◆ **EXERCISE DESCRIPTION**: The entries below are to be returned exactly. Include all of them.

◆ **RECORD EXTRACTS**:
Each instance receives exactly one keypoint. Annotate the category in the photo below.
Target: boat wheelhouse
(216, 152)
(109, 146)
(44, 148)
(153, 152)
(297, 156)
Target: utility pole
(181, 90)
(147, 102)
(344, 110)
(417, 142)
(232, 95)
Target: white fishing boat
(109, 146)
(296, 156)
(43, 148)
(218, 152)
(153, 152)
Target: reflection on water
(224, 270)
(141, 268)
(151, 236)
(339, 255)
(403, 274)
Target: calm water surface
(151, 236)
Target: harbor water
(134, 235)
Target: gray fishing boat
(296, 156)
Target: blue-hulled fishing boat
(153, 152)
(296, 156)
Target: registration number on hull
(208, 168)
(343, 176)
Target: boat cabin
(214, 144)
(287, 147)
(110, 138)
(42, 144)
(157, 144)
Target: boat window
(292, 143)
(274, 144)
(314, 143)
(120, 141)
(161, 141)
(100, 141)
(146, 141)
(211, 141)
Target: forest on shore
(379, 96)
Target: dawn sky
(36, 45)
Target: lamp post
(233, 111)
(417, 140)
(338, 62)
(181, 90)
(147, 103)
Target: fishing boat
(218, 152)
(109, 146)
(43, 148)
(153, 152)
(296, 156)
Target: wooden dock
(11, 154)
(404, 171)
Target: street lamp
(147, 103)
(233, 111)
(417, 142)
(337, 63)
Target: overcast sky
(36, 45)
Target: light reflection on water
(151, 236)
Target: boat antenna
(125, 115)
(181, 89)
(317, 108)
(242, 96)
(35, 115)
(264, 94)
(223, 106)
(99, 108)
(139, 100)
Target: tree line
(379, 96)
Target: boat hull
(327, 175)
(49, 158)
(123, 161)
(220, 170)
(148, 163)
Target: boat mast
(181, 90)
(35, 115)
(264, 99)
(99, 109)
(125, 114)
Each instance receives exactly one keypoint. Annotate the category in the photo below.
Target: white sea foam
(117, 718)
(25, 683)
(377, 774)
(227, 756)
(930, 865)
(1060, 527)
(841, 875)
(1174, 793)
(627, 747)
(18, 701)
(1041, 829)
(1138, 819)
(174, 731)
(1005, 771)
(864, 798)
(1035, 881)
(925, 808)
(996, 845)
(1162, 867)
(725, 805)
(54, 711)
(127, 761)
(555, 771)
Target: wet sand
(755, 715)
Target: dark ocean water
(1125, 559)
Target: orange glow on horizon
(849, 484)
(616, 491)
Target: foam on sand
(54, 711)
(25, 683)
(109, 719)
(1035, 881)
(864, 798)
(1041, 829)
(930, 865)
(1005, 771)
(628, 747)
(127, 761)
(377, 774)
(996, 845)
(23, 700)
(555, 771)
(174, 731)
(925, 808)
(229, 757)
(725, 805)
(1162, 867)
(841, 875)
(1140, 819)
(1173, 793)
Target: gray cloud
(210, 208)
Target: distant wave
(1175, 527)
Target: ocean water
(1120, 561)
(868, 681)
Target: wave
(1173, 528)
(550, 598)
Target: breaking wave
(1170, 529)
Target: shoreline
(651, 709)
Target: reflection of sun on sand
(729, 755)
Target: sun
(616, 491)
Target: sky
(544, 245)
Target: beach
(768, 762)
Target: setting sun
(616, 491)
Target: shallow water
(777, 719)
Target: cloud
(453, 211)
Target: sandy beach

◆ **RESULT OF THE EXERCISE**:
Each instance receives exactly one keypoint. Annotate the category in the photo below.
Target: boat wheelhouse
(216, 152)
(109, 146)
(44, 148)
(153, 152)
(297, 156)
Target: utility pole
(181, 90)
(147, 102)
(344, 110)
(417, 142)
(232, 95)
Target: white fishing boat
(109, 146)
(296, 156)
(43, 148)
(218, 152)
(153, 152)
Target: reflection on water
(224, 270)
(141, 268)
(151, 236)
(339, 255)
(403, 274)
Target: calm water surface
(151, 236)
Target: harbor water
(134, 235)
Target: gray fishing boat
(296, 156)
Target: blue-hulled fishing boat
(153, 152)
(296, 156)
Target: registration number on hull
(208, 168)
(343, 176)
Target: boat cabin
(214, 144)
(287, 147)
(110, 138)
(42, 144)
(157, 144)
Target: boat window
(292, 143)
(274, 144)
(314, 143)
(120, 141)
(161, 141)
(100, 141)
(146, 141)
(211, 141)
Target: forest on shore
(379, 96)
Target: dawn sky
(36, 45)
Target: lamp post
(233, 111)
(417, 140)
(338, 62)
(181, 90)
(147, 103)
Target: fishing boat
(218, 152)
(109, 146)
(43, 148)
(153, 152)
(296, 156)
Target: wooden dock
(11, 154)
(404, 171)
Target: street lamp
(147, 103)
(233, 111)
(417, 142)
(337, 63)
Target: overcast sky
(36, 45)
Target: light reflection on water
(151, 236)
Target: boat antenna
(125, 115)
(181, 89)
(317, 108)
(242, 96)
(35, 115)
(264, 94)
(223, 106)
(99, 108)
(139, 100)
Target: tree line
(379, 96)
Target: boat hull
(327, 175)
(49, 158)
(123, 161)
(220, 170)
(148, 163)
Target: boat mast
(181, 90)
(35, 115)
(264, 99)
(99, 109)
(125, 114)
Each instance receives exactly one keypoint. Annotate the category in the photo below.
Target: white sea foam
(117, 718)
(25, 683)
(377, 774)
(227, 756)
(930, 865)
(1060, 527)
(841, 875)
(1174, 793)
(627, 747)
(18, 701)
(1041, 829)
(1138, 819)
(174, 731)
(1005, 771)
(864, 798)
(1035, 881)
(925, 808)
(996, 845)
(1162, 867)
(725, 805)
(54, 711)
(127, 761)
(555, 771)
Target: wet sand
(755, 715)
Target: dark ocean water
(1125, 559)
Target: orange glow on horizon
(849, 484)
(616, 491)
Target: foam on sand
(54, 711)
(25, 683)
(109, 719)
(1035, 881)
(864, 798)
(1041, 829)
(930, 865)
(1005, 771)
(628, 747)
(127, 761)
(377, 774)
(996, 845)
(23, 700)
(555, 771)
(174, 731)
(925, 808)
(229, 757)
(725, 805)
(1162, 867)
(841, 875)
(1140, 819)
(1173, 793)
Target: gray cloud
(210, 208)
Target: distant wave
(1175, 527)
Target: ocean water
(1120, 561)
(868, 681)
Target: wave
(1173, 528)
(550, 598)
Target: breaking wave
(1170, 529)
Target: shoreline
(651, 709)
Target: reflection of sun on sand
(729, 755)
Target: sun
(616, 491)
Target: sky
(544, 245)
Target: beach
(768, 762)
Target: setting sun
(616, 491)
Target: shallow water
(777, 719)
Target: cloud
(453, 211)
Target: sandy beach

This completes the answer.